— WORK TO BE COMPLETED —
Which lines of the records below contain the word "beige"? Show each one.

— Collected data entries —

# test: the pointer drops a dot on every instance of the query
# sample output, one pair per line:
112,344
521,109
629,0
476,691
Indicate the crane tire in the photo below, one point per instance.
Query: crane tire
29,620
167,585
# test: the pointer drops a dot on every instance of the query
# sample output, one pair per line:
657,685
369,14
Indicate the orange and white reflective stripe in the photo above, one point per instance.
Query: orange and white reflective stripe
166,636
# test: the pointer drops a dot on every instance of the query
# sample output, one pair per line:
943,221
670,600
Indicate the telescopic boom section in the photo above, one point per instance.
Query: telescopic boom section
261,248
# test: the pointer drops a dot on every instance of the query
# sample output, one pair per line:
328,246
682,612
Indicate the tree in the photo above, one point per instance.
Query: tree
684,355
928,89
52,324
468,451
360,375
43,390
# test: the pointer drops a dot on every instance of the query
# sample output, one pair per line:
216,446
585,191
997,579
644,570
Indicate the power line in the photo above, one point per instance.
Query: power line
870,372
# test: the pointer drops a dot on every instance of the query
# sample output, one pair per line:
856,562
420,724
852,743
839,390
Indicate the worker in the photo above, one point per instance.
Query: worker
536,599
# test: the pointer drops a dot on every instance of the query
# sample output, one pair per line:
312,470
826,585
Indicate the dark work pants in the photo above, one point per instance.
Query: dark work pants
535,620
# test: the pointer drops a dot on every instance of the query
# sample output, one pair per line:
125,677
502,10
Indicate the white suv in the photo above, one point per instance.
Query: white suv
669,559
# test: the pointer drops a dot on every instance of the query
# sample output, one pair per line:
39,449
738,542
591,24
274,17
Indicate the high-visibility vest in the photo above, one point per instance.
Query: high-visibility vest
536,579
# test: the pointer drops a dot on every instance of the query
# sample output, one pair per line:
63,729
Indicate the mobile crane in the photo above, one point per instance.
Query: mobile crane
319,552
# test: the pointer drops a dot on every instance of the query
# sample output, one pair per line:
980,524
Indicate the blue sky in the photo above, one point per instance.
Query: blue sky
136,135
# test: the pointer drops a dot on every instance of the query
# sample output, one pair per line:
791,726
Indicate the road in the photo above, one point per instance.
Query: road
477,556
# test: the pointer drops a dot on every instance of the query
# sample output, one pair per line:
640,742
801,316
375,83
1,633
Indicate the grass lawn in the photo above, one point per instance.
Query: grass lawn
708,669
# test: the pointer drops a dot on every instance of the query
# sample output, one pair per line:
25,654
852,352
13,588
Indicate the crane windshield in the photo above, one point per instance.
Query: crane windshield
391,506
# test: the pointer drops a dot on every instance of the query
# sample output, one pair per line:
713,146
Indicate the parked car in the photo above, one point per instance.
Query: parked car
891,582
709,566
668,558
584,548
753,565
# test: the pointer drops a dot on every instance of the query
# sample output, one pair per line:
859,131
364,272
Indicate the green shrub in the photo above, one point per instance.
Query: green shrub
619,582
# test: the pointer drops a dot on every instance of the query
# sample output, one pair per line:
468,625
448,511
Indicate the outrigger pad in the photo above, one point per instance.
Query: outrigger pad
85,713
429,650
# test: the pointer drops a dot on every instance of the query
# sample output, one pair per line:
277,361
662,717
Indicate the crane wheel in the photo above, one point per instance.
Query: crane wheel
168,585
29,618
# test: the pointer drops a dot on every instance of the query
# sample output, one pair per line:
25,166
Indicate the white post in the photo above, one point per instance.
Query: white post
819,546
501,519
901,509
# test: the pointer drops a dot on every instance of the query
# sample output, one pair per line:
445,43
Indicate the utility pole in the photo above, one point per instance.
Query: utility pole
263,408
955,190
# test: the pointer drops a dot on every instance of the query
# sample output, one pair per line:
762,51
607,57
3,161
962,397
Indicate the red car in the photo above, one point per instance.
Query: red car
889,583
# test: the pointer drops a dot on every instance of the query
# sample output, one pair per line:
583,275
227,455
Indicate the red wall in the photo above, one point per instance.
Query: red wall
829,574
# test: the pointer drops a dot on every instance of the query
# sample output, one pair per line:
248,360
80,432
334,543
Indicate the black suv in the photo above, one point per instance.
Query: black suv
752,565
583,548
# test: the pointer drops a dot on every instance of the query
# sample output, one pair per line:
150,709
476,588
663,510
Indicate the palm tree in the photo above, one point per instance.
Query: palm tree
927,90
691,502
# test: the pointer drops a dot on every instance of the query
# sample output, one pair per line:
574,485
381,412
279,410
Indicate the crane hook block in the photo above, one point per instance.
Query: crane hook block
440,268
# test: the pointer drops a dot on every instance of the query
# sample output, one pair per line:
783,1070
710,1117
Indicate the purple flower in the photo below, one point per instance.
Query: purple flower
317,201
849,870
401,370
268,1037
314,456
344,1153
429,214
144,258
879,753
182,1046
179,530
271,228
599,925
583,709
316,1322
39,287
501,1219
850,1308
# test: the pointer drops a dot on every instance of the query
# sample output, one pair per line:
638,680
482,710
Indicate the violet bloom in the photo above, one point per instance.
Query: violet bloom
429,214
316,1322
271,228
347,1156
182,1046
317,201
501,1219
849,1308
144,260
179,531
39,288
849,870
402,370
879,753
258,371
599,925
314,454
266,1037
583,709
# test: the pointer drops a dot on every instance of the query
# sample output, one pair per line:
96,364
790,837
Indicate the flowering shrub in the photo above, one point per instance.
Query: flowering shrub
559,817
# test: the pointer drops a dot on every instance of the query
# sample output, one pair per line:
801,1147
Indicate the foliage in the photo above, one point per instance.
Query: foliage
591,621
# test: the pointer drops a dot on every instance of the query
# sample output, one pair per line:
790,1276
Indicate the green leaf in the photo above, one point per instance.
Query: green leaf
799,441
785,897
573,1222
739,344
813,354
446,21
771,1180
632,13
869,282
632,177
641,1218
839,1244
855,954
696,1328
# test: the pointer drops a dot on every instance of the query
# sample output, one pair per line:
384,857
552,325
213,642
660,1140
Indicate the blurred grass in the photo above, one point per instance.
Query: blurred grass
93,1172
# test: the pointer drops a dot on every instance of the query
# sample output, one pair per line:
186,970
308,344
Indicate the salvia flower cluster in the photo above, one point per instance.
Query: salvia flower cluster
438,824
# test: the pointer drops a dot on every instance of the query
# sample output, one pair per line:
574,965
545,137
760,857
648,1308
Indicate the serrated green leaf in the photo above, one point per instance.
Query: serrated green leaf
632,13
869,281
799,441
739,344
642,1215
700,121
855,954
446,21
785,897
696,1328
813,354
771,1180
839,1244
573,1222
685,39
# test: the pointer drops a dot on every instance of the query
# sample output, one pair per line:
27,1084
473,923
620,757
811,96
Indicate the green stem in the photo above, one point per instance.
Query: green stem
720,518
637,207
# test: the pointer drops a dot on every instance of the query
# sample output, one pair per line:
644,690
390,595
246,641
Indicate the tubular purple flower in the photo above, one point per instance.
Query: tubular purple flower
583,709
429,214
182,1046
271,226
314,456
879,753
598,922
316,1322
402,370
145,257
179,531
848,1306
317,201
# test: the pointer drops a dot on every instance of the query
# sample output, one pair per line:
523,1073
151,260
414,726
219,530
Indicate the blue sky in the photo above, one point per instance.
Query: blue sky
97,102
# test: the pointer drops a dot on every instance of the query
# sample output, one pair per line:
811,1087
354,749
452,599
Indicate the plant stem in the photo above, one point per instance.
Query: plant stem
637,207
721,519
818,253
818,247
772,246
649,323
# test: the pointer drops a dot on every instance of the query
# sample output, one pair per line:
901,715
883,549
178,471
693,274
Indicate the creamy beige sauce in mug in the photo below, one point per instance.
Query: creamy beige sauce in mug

— WRITTEN ANSWER —
Indicate the creamy beige sauce in mug in the photo below, one point per instance.
Query: creamy beige sauce in mug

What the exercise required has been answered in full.